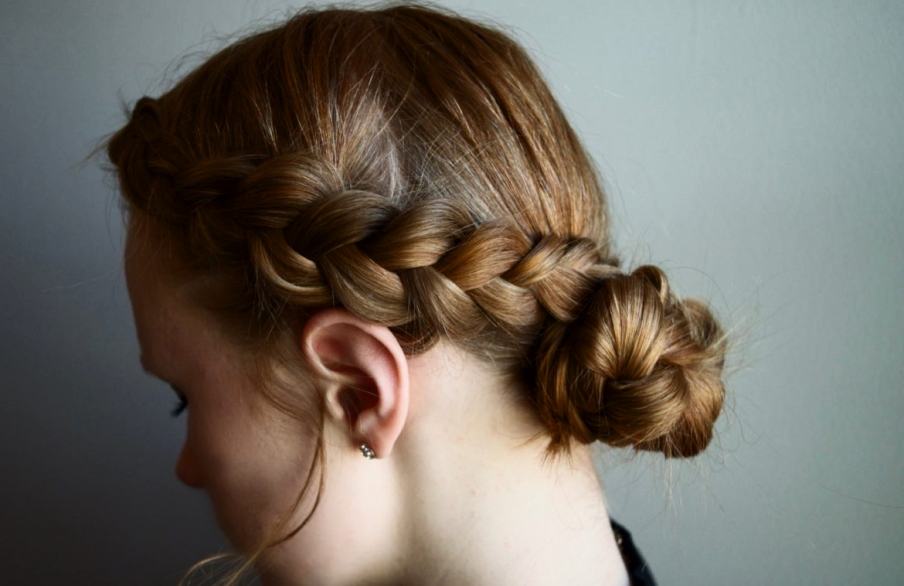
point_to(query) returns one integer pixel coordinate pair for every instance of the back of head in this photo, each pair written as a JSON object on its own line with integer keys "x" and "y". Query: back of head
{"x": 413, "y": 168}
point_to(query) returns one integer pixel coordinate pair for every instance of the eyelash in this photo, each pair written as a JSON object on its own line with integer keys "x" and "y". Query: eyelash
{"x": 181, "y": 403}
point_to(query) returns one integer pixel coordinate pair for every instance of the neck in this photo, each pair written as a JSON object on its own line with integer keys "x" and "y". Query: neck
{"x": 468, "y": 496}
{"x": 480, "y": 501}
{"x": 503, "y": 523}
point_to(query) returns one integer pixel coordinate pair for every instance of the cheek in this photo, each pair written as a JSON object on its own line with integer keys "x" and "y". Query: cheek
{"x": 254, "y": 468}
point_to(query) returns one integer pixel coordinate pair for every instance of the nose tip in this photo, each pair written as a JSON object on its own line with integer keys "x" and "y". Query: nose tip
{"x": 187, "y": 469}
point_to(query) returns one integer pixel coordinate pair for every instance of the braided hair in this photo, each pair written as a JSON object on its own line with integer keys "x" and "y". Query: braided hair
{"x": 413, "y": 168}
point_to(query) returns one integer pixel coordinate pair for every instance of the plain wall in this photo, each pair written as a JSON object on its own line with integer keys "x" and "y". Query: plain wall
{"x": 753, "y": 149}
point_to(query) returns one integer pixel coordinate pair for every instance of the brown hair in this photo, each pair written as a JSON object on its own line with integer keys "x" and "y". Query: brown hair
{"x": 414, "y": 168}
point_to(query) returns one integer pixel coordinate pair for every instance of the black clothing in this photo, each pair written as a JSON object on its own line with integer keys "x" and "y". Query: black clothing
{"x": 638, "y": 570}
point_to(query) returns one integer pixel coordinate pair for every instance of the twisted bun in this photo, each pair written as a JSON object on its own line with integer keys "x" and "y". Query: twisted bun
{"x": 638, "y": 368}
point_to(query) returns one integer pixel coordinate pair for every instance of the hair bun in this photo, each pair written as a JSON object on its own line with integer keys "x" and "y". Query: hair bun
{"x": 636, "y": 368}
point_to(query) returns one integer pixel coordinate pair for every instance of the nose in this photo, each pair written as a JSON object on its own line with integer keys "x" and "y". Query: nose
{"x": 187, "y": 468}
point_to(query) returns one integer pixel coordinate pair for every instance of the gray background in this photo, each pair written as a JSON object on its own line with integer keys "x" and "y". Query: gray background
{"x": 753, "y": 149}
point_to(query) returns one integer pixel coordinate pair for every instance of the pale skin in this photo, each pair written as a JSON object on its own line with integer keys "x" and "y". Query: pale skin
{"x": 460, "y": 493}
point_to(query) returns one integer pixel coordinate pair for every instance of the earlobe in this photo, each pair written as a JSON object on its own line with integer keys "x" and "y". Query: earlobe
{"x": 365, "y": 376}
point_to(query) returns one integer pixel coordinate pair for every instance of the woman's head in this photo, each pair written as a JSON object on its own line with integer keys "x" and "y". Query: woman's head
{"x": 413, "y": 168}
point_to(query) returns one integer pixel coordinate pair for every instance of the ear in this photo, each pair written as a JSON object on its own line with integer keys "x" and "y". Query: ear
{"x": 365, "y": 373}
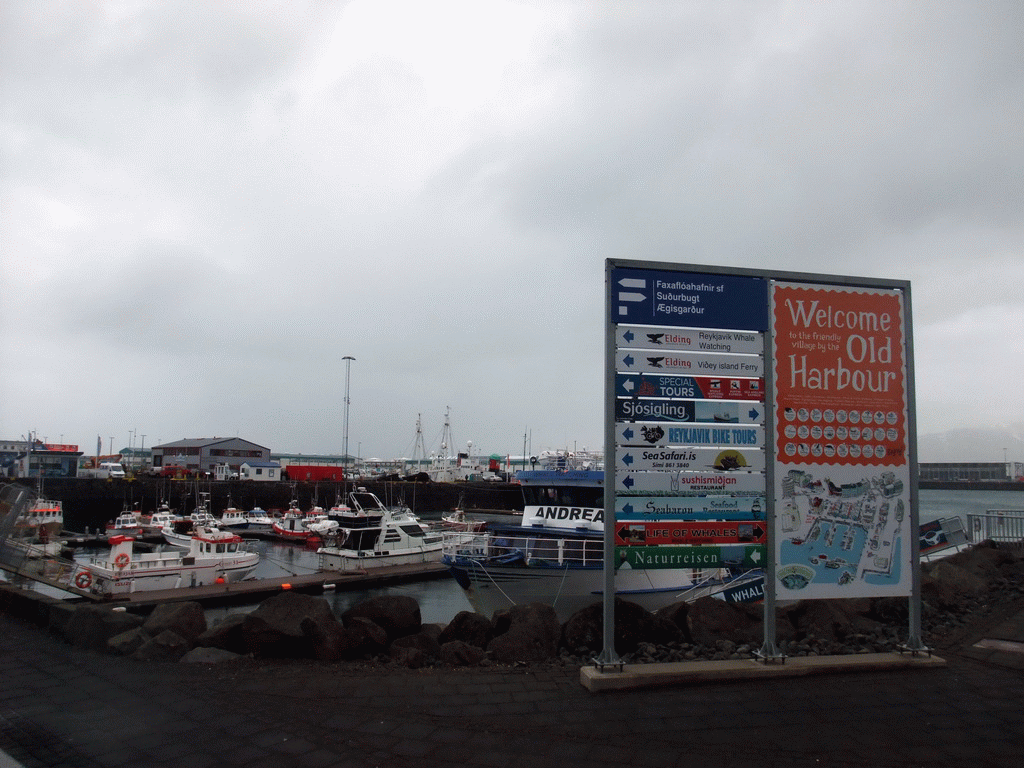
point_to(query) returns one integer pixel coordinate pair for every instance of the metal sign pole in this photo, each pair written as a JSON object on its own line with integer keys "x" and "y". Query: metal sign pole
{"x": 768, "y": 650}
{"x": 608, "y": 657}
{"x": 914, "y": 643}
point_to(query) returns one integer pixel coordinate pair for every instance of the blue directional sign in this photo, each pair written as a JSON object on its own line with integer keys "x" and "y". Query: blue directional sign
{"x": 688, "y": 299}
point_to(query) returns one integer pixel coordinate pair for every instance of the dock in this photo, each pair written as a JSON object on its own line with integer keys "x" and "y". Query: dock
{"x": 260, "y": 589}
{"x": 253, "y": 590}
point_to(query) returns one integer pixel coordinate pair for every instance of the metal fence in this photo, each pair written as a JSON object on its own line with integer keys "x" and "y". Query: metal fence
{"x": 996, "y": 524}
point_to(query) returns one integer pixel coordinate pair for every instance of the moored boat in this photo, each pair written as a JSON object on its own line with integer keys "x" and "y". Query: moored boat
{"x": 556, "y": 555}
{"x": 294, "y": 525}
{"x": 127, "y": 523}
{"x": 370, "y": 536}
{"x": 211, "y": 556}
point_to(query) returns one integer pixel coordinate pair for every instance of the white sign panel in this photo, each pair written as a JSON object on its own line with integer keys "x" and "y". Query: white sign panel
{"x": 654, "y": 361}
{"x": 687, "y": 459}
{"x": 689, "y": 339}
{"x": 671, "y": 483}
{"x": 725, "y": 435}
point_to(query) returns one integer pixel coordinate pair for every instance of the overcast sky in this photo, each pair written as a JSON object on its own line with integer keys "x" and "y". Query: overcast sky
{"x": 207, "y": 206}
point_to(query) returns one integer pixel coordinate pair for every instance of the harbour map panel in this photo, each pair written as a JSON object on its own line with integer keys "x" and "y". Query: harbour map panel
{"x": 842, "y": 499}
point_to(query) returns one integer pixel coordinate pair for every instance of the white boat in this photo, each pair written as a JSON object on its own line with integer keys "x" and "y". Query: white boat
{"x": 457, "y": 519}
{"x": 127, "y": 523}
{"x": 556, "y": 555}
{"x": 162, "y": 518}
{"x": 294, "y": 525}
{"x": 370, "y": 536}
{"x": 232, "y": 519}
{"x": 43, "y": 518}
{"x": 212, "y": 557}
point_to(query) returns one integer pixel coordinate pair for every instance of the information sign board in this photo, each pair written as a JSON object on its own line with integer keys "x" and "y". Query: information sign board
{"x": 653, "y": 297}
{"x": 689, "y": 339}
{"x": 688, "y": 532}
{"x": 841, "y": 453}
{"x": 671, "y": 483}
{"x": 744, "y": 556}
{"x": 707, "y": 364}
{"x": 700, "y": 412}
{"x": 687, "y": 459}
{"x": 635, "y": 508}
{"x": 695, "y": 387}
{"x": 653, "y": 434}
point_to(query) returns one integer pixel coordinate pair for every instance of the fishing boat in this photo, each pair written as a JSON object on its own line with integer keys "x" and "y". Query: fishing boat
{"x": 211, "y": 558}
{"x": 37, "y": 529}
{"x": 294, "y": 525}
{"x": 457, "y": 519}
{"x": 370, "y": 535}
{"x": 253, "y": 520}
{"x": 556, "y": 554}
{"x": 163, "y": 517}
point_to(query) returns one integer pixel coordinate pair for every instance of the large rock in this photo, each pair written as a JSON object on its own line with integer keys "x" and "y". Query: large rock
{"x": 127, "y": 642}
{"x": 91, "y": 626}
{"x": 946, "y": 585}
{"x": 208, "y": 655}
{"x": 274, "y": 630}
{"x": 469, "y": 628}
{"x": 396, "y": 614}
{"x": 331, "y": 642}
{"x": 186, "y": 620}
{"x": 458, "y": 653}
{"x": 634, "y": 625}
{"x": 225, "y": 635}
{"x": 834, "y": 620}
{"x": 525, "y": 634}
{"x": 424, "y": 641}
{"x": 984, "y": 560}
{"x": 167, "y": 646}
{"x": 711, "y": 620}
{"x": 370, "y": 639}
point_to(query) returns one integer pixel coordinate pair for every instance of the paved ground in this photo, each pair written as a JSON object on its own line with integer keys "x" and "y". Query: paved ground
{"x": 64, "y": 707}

+-------+

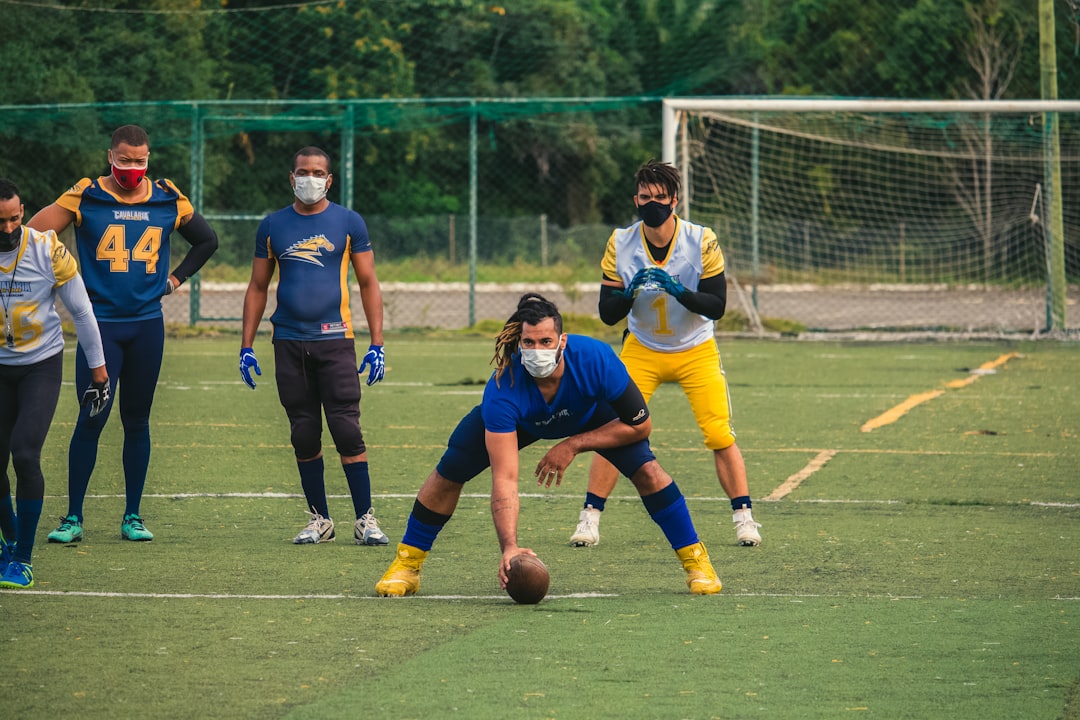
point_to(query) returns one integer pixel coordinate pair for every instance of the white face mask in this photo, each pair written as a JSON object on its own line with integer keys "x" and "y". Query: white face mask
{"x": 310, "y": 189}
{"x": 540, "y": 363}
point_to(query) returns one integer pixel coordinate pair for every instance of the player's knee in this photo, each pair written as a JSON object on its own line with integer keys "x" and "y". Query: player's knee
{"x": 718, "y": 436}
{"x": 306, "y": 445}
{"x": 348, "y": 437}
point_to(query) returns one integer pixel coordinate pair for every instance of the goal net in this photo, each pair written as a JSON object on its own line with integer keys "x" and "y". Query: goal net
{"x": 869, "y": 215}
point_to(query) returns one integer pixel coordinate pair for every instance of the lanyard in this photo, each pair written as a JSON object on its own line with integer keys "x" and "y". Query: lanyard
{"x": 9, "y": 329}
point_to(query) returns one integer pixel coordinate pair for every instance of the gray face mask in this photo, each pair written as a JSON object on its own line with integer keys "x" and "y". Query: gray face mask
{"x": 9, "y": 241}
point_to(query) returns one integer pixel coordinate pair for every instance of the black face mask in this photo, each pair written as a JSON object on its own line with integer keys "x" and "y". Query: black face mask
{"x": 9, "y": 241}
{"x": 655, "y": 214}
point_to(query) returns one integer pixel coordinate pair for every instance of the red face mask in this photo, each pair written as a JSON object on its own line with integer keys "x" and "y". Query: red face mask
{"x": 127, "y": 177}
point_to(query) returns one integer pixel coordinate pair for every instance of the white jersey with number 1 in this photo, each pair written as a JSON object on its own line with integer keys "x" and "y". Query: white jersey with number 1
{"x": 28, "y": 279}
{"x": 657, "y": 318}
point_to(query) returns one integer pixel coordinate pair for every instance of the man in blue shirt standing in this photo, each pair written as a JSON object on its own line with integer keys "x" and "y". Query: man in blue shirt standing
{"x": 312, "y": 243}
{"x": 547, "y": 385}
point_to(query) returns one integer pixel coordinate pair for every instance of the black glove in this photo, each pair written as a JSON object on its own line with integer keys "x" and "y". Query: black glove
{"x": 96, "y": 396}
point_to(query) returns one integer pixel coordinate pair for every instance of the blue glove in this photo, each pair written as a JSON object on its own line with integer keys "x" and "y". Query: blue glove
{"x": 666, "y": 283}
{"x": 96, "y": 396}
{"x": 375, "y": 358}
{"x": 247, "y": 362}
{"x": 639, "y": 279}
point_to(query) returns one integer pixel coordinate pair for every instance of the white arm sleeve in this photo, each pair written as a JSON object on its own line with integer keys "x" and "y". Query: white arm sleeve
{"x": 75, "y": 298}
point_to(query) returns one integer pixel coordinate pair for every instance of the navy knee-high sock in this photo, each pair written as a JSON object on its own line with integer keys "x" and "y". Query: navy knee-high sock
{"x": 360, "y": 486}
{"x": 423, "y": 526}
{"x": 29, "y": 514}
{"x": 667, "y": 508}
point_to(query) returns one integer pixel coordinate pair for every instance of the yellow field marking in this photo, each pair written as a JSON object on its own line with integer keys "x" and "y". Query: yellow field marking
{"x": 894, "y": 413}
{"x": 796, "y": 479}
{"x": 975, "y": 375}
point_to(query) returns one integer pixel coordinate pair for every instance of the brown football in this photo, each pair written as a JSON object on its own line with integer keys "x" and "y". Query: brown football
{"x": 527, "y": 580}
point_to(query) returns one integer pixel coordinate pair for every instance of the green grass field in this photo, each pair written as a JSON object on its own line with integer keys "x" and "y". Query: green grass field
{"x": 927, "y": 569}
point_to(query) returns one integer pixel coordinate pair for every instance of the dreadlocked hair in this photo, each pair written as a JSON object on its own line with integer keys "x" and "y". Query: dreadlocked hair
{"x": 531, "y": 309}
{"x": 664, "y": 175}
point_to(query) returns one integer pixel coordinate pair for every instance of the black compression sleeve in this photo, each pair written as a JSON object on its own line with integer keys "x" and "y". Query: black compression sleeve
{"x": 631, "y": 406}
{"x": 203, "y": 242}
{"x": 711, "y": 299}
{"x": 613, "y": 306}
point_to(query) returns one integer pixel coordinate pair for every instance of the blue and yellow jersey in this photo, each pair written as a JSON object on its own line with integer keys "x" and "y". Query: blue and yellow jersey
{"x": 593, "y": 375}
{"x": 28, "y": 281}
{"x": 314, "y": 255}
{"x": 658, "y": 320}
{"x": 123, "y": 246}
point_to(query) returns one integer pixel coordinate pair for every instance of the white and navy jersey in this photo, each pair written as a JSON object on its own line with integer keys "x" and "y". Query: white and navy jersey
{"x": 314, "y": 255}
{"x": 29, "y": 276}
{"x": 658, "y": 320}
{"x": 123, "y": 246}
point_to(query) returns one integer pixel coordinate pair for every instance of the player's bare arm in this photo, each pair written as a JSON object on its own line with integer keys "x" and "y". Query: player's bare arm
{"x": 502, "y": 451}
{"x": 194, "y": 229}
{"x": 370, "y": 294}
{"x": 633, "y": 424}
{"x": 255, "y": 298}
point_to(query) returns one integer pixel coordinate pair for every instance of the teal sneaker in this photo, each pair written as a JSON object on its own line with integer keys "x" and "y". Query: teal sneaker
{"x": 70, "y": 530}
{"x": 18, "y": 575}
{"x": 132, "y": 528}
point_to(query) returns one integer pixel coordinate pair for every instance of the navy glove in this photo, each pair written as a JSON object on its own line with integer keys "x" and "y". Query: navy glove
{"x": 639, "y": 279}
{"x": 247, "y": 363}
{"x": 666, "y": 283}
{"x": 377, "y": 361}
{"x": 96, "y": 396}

+-------+

# PROMPT:
Which lines in the records above contain the word "head"? List each of them in full.

# ANSWER TO THE TASK:
point_to(query) returns one integer pixel coordinate pair for every instance of the back of head in this photo, each pair written as a JSON object on its own line with integer keys "x" and "y". Query: back of head
point_to(query) returns one integer pixel coordinate pair for every instance of the woman's head in this photo, each pair written as a JSON object on its own line with integer keys "x" and "y". Query: woman's head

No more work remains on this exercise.